The exercise
Make an exact copy of the entries below.

Record list
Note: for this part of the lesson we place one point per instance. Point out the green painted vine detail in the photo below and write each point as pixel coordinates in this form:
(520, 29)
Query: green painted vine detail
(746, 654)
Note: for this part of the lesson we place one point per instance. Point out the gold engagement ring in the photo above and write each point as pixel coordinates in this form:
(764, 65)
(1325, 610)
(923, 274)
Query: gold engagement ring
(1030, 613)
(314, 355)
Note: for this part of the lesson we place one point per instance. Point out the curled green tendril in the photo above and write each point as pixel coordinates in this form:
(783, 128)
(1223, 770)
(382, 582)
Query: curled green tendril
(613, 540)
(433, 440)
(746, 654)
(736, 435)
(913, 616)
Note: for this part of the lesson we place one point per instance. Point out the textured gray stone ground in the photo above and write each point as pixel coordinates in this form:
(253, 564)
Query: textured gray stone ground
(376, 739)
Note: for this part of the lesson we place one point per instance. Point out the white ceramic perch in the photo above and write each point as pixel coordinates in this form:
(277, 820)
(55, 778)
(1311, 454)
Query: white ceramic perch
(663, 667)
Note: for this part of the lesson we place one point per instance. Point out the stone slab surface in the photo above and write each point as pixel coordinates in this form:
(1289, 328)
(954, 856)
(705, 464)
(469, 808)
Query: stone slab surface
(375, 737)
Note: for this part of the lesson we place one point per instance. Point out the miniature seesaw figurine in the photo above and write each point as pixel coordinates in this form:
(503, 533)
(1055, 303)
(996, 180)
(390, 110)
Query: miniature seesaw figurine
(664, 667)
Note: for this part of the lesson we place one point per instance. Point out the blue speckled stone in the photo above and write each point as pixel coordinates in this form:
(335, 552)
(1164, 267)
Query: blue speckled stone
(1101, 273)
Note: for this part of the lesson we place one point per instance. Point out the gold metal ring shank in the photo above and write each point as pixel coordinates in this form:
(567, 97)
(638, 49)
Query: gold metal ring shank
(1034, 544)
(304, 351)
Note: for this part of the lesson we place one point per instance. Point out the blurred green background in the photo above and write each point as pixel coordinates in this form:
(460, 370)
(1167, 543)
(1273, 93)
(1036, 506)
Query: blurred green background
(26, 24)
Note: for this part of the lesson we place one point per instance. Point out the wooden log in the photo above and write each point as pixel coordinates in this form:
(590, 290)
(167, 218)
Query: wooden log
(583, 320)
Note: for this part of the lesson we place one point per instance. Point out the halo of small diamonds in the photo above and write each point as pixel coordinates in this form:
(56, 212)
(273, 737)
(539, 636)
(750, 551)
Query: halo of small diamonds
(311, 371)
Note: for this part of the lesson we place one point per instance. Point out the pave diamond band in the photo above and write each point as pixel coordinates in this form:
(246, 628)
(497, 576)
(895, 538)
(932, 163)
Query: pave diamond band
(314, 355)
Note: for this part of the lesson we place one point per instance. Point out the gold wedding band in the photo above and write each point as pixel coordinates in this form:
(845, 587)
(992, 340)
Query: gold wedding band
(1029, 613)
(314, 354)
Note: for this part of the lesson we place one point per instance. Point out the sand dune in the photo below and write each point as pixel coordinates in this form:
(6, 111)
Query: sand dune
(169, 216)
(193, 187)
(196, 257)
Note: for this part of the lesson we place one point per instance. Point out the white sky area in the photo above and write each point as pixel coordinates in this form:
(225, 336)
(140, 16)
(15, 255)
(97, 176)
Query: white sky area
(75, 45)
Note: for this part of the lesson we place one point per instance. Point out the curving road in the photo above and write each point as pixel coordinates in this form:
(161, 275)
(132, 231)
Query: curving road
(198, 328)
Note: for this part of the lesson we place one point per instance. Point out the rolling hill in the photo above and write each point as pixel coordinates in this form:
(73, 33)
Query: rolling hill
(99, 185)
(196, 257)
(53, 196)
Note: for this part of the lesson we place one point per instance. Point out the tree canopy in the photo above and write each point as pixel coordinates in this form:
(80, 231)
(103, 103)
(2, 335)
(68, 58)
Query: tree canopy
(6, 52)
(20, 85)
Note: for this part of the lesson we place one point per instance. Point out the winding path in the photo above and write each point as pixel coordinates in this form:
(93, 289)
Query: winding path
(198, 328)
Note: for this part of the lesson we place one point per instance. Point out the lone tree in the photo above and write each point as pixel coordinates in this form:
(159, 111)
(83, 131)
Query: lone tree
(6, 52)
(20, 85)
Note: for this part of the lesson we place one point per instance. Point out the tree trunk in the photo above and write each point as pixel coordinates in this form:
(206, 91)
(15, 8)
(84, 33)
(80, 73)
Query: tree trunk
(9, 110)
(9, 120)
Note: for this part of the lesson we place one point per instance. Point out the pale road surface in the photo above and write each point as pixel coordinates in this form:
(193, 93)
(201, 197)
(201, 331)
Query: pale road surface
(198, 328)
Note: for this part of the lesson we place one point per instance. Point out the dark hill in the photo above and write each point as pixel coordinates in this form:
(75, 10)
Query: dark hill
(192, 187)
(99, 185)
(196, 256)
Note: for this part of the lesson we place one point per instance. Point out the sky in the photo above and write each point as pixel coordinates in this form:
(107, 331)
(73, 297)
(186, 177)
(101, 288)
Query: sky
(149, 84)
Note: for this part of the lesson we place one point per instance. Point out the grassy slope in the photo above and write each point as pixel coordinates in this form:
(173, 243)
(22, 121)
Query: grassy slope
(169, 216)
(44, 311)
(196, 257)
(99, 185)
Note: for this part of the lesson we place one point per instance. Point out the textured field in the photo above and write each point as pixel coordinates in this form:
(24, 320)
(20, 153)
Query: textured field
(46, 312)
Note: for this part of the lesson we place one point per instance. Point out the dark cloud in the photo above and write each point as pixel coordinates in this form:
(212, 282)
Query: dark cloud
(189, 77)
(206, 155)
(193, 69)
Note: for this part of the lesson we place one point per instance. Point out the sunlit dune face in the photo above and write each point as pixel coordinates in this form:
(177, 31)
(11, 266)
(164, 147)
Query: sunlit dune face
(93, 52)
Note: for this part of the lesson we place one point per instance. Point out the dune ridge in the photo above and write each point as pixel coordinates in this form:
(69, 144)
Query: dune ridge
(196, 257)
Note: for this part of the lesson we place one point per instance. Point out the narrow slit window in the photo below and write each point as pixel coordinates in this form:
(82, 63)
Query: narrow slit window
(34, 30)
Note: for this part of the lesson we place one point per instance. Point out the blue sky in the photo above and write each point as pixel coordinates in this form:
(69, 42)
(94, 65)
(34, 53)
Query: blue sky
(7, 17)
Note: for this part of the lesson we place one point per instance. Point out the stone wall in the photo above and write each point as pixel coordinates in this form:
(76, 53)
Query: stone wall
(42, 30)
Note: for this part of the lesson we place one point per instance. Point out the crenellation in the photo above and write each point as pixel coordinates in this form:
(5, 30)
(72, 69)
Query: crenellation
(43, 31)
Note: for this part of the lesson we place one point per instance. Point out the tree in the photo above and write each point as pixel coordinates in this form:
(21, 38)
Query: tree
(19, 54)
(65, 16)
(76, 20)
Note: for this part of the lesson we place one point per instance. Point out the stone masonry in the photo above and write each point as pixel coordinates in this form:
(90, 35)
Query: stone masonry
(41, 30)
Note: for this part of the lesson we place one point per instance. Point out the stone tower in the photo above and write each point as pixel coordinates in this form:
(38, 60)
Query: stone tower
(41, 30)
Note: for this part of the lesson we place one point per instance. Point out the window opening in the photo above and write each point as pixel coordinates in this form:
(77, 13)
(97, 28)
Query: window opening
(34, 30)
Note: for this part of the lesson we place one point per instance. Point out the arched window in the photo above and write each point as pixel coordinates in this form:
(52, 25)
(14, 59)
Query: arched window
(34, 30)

Result of the exercise
Note: for this part of the lesson we place one point per instance. Point out the green painted vine detail in the photo below and write each point as pixel coordinates in this form:
(520, 29)
Query: green painted vine detail
(746, 654)
Note: for this part of the lesson we place one point per instance. Point out the gold engagement ring in the photo above and write each point as pixel coordinates in this form:
(764, 65)
(1325, 610)
(923, 274)
Query: gold engagement ring
(1030, 613)
(314, 355)
Note: for this part of the lesson we place one point per instance. Point out the curled green tendril in the photo above and write each point as pixel coordinates in this form:
(783, 128)
(1223, 770)
(382, 582)
Query: curled green tendril
(613, 540)
(433, 440)
(746, 654)
(736, 435)
(913, 616)
Note: for this part of the lesson we place one point per instance. Point out the textured gray stone ground in the photo above and write each point as pixel coordinates in this form:
(253, 564)
Query: textured gray stone ground
(376, 739)
Note: for this part of the lesson we place one point per instance. Point out the white ceramic perch in the photo above and write each point as pixel coordinates in this form:
(277, 820)
(55, 778)
(1311, 454)
Query: white ceramic perch
(663, 667)
Note: for this part of the lesson we place one point per instance. Point out the stone slab surface in the photo above and write each point as pixel coordinates in this form:
(1289, 328)
(954, 856)
(705, 464)
(469, 808)
Query: stone slab surface
(375, 737)
Note: for this part of the lesson we place one point per instance. Point out the miniature seesaw figurine in the photo above and write each point as pixel coordinates in this form:
(503, 533)
(1055, 303)
(996, 180)
(390, 110)
Query: miniature seesaw figurine
(664, 667)
Note: for this part of the lesson we place one point per instance. Point out the blue speckled stone in the photo above and write each point as pixel coordinates in this form:
(335, 552)
(1164, 267)
Query: blue speckled stone
(1101, 273)
Note: for this part of the lesson we place one point per instance. Point out the gold metal ring shank in the photo above and write each point as pixel coordinates in this form:
(567, 97)
(638, 49)
Query: gold metal ring shank
(1034, 544)
(304, 351)
Note: for this part of the lesson we place one point per instance. Point out the blurred green background in the photo above and write each point as pixel coordinates in this form:
(460, 370)
(1167, 543)
(1273, 93)
(1036, 506)
Query: blurred green background
(26, 24)
Note: for this part of the lesson we place one point per instance. Point out the wooden log in the photo above and write each point as pixel coordinates in this form:
(590, 290)
(167, 218)
Query: wooden log
(583, 320)
Note: for this part of the lesson we place one point per instance. Point out the halo of small diamonds in the photo above and write each point as pixel coordinates in this form:
(56, 212)
(273, 737)
(539, 636)
(750, 551)
Query: halo of small diamonds
(311, 371)
Note: for this part of the lesson we place one point per instance. Point out the pave diamond band in the photo above and write each point as pixel coordinates in this form:
(246, 628)
(497, 576)
(895, 538)
(932, 163)
Query: pave diamond band
(314, 355)
Note: for this part of the lesson we place one point per instance. Point out the gold wedding band in the photo above and write each point as pixel coordinates in this form:
(845, 587)
(992, 340)
Query: gold wedding band
(1029, 613)
(314, 354)
Note: for this part of the lesson we place one point per instance. Point out the sand dune in the photo below and write each point as pixel coordinates in this form:
(6, 111)
Query: sand dune
(169, 216)
(193, 187)
(196, 257)
Note: for this part of the lesson we place one point per instance. Point out the white sky area in the photo above and write each point as pixel coordinates in this form:
(225, 336)
(140, 16)
(15, 255)
(97, 176)
Query: white sky area
(75, 45)
Note: for this part of the lesson we place one point per instance. Point out the curving road in the photo above and write each point as pixel coordinates in this form:
(161, 275)
(132, 231)
Query: curving road
(198, 328)
Note: for this part of the lesson we place one point per instance. Point out the rolling hill in the photo above and write each point as pixel coordinates in this form:
(73, 33)
Query: rolling hill
(99, 185)
(196, 257)
(53, 196)
Note: for this part of the lesson we place one point per instance. Point out the tree canopy in the photo above and write each point as pixel coordinates in this form:
(80, 231)
(103, 103)
(2, 335)
(68, 58)
Query: tree canopy
(6, 52)
(20, 85)
Note: for this part of the lesson we place one point per instance. Point out the winding path in the photo above and write each point as pixel coordinates in this form:
(93, 289)
Query: winding path
(198, 328)
Note: for this part of the lesson we place one point per instance. Point out the lone tree in the photo above and write each point as pixel coordinates in this form:
(159, 111)
(83, 131)
Query: lone tree
(6, 52)
(20, 85)
Note: for this part of the lesson we place one point per instance. Point out the tree trunk in the photo above and write each point as pixel coordinates in this form:
(206, 91)
(15, 8)
(84, 33)
(80, 73)
Query: tree trunk
(9, 110)
(9, 120)
Note: for this part of the lesson we place one point per instance. Point out the pale road surface in the photo above and write each point as pixel coordinates in this form:
(193, 93)
(201, 197)
(201, 331)
Query: pale road surface
(198, 328)
Note: for this part of the lesson we place one point per instance. Point out the dark hill in the photo above and write each point as pixel coordinates in this form:
(75, 10)
Query: dark hill
(192, 187)
(99, 185)
(196, 256)
Note: for this part of the lesson we place one point per instance. Point out the sky in the photo above and write each point as pixel coordinates in this form:
(107, 331)
(73, 297)
(186, 177)
(101, 288)
Query: sky
(149, 84)
Note: for this part of the lesson we place one point per instance. Point out the grassy slope in the photo above and write each point as pixel coordinates in this form:
(173, 243)
(22, 121)
Query: grassy slope
(169, 216)
(44, 311)
(196, 257)
(99, 185)
Note: for this part of the lesson we place one point per instance. Point out the textured field in the photo above and write each point as pixel coordinates in this form:
(24, 320)
(20, 153)
Query: textured field
(46, 312)
Note: for this part of the lesson we place one point per instance. Point out the dark cloud in the photo above and write each point as pixel coordinates in this form:
(212, 282)
Query: dark cloud
(189, 77)
(206, 155)
(193, 69)
Note: for this part of the lesson we place one point per instance. Point out the sunlit dune face in the photo above and write each point as pixel coordinates in this form:
(177, 31)
(11, 266)
(164, 147)
Query: sunlit dune face
(93, 52)
Note: for this part of the lesson we place one point per instance. Point out the dune ridge in the photo above and write each point as pixel coordinates in this form:
(69, 144)
Query: dune ridge
(196, 257)
Note: for this part of the lesson we place one point per instance. Point out the narrow slit window in the photo below and write each point as pixel coordinates in this form:
(82, 63)
Query: narrow slit window
(34, 30)
Note: for this part of the lesson we place one point per instance. Point out the blue sky in the photo above and write each point as pixel coordinates in this form:
(69, 42)
(94, 65)
(34, 53)
Query: blue sky
(7, 17)
Note: for this part of the lesson we place one point per instance. Point out the stone wall in the photo above and write each point as pixel coordinates in this form:
(76, 53)
Query: stone wall
(42, 30)
Note: for this part of the lesson we place one point per instance. Point out the crenellation in the photo above and write each point as pixel coordinates in this form:
(5, 30)
(72, 69)
Query: crenellation
(43, 31)
Note: for this part of the lesson we place one point per instance. Point out the tree in the photo above and write each point as pixel coordinates in this form:
(21, 38)
Query: tree
(19, 54)
(65, 16)
(76, 20)
Note: for this part of the lesson we place one point per instance. Point out the stone masonry in the photo above and write each point as pixel coordinates in this form:
(90, 35)
Query: stone masonry
(41, 30)
Note: for this part of the lesson we place one point per instance. Point out the stone tower in the photo above and write each point as pixel coordinates in this form:
(38, 60)
Query: stone tower
(41, 30)
Note: for this part of the lesson we place one point per instance. Point out the window opening in the photo above and write each point as pixel coordinates in this form:
(77, 13)
(97, 28)
Query: window opening
(34, 30)
Note: for this part of the lesson we place one point per instance. Point out the arched window in the photo above and write each point as pixel coordinates in this form:
(52, 25)
(14, 59)
Query: arched window
(34, 30)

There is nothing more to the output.